Write each entry out again exactly, with nothing omitted.

══ RECORDS SHOWN

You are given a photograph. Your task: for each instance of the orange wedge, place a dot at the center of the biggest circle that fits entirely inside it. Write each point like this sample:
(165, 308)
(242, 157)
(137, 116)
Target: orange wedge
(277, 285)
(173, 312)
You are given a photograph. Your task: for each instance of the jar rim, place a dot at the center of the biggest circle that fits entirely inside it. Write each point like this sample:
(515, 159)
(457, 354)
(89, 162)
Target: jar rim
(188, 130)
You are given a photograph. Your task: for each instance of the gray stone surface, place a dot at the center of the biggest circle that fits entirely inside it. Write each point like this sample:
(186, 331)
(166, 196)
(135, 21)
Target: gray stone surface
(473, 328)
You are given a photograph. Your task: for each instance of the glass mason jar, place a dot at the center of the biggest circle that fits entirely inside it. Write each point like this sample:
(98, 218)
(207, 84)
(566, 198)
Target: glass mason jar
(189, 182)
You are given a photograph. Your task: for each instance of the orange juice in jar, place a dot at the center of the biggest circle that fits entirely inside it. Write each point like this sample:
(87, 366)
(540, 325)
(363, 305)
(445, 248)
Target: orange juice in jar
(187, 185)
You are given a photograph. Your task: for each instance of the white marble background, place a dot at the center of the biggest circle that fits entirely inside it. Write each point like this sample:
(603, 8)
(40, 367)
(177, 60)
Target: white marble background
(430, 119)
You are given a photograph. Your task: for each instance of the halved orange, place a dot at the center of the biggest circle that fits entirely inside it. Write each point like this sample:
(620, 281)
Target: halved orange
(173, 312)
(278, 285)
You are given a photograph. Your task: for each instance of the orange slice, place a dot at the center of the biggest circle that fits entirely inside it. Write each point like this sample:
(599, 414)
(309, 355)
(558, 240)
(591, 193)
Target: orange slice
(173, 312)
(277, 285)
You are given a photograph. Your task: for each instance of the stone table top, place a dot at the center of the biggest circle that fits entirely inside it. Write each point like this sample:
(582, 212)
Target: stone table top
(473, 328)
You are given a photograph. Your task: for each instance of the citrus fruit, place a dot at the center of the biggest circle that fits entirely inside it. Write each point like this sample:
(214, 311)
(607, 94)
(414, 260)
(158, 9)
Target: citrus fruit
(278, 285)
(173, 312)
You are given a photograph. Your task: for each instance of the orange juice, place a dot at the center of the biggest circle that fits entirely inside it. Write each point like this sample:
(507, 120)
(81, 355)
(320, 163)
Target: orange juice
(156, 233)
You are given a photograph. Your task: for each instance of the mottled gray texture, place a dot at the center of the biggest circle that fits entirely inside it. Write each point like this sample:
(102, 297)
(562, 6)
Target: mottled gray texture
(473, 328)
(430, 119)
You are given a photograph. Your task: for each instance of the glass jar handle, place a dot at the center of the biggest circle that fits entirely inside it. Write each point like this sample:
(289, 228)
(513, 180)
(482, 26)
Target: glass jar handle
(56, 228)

════

RESPONSE TO THE TASK =
You are given a photograph. Your task: for each instance of the orange wedge, place a dot at the center of the biggest circle that fits entirely inside it. Write each point like this sample:
(165, 308)
(242, 157)
(137, 116)
Target: orange wedge
(277, 285)
(173, 312)
You are given a photograph. Your task: for each instance of the jar rim, place a dot at the center of the biggest circle that fits entirely inside it. Write each point like this sample:
(515, 159)
(457, 354)
(89, 162)
Target: jar rim
(188, 130)
You are given a photograph. Your task: for each instance of the gray stone surface, place a dot at the center of the biggest circle that fits entirely inside it. Write each point like this sample:
(186, 331)
(166, 196)
(135, 21)
Target: gray stone surface
(473, 328)
You are given a photograph. Your task: for each instance of the glass mason jar, place a dot at the center of the biggest circle that fits entirely inside it. Write each point like this sample:
(98, 218)
(207, 84)
(566, 198)
Target: glass mason jar
(189, 182)
You are given a photograph. Your task: for each instance of the orange juice in jar, place a dot at the center of the biggest circle that fits entirely inside it. Write each point like this sample:
(87, 366)
(540, 325)
(363, 305)
(445, 248)
Target: orange juice in jar
(187, 185)
You are given a photograph. Your task: for each instance of the white marble background, place a dot at the center of the biggest circle that fits entirely inside it. Write each point like this sample:
(603, 8)
(40, 367)
(177, 60)
Target: white marble background
(430, 119)
You are given a photograph. Your task: for each instance of the halved orange, place a dot at the center of the biggest circle that fits entirely inside it. Write each point like this sample:
(620, 281)
Target: halved orange
(173, 312)
(278, 285)
You are given a photograph. Your task: for each instance of the orange slice, place a dot at the center of the biggest circle that fits entirely inside it. Write each point like this sample:
(599, 414)
(309, 355)
(558, 240)
(591, 193)
Target: orange slice
(173, 312)
(277, 285)
You are given a photograph. Your task: for each instance of the stone table top, place a dot at the center of the biggest circle that fits entirely inside it. Write each point like this sample:
(582, 212)
Target: stone table top
(473, 328)
You are given a photograph. Your task: for each instance of the citrus fruit, place a dot at the center of the biggest circle that fits entirely inside it. Write each point like this sample:
(214, 311)
(607, 94)
(414, 260)
(158, 9)
Target: citrus fruit
(278, 285)
(173, 312)
You are given a photograph. Your task: for each instance of the orange juice, place a dot at the center of the biggest circle that fits entirely inside it. Write each point like this sample:
(507, 120)
(81, 355)
(320, 163)
Target: orange juice
(156, 233)
You are given a photograph. Your task: for each instance of the mottled gray texture, place a dot at the center of the biggest circle that fits entirely inside it. Write each point like this sample:
(102, 297)
(562, 6)
Target: mottled gray texture
(473, 328)
(430, 119)
You are given a photograph. Your task: for each instance of the glass jar handle, place a dot at the center of the biggest circle that fits entirely inside it. Write each point like this sample:
(289, 228)
(513, 180)
(482, 26)
Target: glass jar handle
(56, 228)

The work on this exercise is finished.